- **ISTRUZIONI ESERCIZIO**
Restituisci tutte le righe dei record che contengono la parola "instance", facendo distinzione tra maiuscole e minuscole.

(Voci di dati raccolte)
────────────────────

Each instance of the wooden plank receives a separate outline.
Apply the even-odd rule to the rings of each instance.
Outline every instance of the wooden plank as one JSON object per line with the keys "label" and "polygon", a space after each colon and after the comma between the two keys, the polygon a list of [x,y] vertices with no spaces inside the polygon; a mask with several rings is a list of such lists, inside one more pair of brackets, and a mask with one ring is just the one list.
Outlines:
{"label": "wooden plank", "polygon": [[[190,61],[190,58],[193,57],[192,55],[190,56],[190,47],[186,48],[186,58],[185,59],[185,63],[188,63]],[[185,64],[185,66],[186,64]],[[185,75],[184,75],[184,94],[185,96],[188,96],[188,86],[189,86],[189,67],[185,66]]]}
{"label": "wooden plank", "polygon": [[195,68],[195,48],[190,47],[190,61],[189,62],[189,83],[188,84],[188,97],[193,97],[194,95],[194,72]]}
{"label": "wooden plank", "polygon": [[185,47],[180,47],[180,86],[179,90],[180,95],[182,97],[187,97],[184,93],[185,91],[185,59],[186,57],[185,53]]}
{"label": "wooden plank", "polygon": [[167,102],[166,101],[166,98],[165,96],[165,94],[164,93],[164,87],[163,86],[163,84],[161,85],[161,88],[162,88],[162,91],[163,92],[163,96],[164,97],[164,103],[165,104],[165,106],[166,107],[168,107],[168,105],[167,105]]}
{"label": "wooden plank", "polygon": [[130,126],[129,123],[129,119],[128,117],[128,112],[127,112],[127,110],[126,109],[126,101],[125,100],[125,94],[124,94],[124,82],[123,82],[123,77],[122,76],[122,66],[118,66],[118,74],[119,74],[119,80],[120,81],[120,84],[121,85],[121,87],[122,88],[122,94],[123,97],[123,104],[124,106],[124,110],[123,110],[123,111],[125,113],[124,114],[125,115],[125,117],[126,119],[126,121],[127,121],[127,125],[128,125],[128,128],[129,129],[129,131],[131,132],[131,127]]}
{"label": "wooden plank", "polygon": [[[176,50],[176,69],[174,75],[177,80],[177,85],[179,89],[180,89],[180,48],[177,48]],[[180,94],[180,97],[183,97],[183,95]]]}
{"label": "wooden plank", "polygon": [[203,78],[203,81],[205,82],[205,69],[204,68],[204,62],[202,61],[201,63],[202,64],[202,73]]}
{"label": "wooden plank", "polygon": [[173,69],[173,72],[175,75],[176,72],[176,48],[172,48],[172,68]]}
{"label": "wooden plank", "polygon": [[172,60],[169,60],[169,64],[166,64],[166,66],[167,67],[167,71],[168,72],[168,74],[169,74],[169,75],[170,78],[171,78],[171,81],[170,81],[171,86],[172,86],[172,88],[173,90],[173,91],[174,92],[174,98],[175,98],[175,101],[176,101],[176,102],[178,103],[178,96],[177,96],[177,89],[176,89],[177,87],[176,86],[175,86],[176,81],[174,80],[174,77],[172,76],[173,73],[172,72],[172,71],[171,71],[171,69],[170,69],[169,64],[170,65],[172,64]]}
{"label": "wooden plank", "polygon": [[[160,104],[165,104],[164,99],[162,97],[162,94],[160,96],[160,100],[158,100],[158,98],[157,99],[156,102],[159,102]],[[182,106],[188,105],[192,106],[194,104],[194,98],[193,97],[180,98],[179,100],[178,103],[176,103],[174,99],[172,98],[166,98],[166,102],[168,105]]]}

────────────────────

- **SOLUZIONE**
Each instance of the wooden plank receives a separate outline.
Apply the even-odd rule to the rings of each instance.
Outline every instance of the wooden plank as one JSON object per line with the keys "label" and "polygon", a space after each colon and after the comma between the two keys, the polygon a list of [x,y] vertices with no spaces inside the polygon; a mask with several rings is a list of such lists, inside one more pair of brackets, and a mask with one ring is just the one list.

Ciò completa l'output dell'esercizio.